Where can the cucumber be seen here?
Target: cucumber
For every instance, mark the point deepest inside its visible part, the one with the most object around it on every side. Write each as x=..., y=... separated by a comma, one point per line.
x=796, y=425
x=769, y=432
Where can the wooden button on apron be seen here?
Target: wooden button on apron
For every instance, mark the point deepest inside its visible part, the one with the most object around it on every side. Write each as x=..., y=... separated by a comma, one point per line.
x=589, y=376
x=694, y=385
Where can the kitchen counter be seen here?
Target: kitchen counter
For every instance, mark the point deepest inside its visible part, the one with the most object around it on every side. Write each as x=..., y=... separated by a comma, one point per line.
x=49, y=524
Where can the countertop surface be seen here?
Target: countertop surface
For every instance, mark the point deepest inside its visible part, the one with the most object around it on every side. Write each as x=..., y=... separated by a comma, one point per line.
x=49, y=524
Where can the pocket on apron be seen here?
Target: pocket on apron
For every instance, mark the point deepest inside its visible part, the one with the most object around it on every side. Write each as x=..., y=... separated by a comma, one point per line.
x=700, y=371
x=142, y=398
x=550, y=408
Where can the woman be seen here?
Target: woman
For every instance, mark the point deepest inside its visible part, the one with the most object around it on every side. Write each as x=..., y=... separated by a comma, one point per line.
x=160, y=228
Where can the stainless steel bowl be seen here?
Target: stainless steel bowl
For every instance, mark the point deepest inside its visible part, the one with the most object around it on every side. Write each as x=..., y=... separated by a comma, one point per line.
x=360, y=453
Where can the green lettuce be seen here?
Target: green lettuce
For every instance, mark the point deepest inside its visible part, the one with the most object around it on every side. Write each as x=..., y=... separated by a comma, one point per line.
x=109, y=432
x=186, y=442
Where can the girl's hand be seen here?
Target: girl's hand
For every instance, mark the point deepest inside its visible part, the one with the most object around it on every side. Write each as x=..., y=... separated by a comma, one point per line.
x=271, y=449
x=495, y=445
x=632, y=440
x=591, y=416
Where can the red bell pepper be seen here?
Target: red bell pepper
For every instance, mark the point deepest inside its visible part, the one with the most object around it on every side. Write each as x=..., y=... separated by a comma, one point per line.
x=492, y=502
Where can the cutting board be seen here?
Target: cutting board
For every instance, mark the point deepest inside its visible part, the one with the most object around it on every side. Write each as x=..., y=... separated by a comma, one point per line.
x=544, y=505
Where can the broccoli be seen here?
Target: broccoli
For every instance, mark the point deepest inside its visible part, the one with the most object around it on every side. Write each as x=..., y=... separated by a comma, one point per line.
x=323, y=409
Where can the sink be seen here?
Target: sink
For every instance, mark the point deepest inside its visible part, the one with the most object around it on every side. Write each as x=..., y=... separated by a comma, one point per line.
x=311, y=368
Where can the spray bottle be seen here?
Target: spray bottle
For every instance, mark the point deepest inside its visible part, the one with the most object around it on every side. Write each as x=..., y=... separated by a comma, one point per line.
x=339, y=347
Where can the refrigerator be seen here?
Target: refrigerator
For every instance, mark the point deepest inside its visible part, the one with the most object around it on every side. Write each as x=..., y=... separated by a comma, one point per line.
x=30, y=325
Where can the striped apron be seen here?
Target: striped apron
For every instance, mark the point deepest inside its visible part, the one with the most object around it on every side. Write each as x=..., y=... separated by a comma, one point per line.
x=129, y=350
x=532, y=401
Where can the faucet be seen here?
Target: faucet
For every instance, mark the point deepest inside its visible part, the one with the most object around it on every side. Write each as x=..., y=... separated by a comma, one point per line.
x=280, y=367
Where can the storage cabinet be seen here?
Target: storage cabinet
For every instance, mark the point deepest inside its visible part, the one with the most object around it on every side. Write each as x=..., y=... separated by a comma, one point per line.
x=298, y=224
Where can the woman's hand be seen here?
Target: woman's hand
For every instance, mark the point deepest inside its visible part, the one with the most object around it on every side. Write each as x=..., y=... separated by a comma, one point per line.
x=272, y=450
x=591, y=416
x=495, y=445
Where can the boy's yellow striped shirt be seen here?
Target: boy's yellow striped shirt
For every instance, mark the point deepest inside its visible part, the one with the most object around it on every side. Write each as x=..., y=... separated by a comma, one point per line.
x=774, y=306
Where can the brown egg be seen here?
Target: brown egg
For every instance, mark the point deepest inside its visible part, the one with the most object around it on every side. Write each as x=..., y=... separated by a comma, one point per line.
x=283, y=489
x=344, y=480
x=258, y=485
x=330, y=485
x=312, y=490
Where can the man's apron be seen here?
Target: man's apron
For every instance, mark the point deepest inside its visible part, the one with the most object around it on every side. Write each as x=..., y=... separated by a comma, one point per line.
******
◆ **Exercise details**:
Copy exactly the line containing "Where can the man's apron be seen here?" and every line after it, ending with the last line of the records above.

◆ **Output for this task**:
Where can the man's apron be seen here?
Target: man's apron
For every instance, mark the point deepest inside its visible part, the one with the most object around it on every side. Write each as x=..., y=... separated by a comma, one point per line.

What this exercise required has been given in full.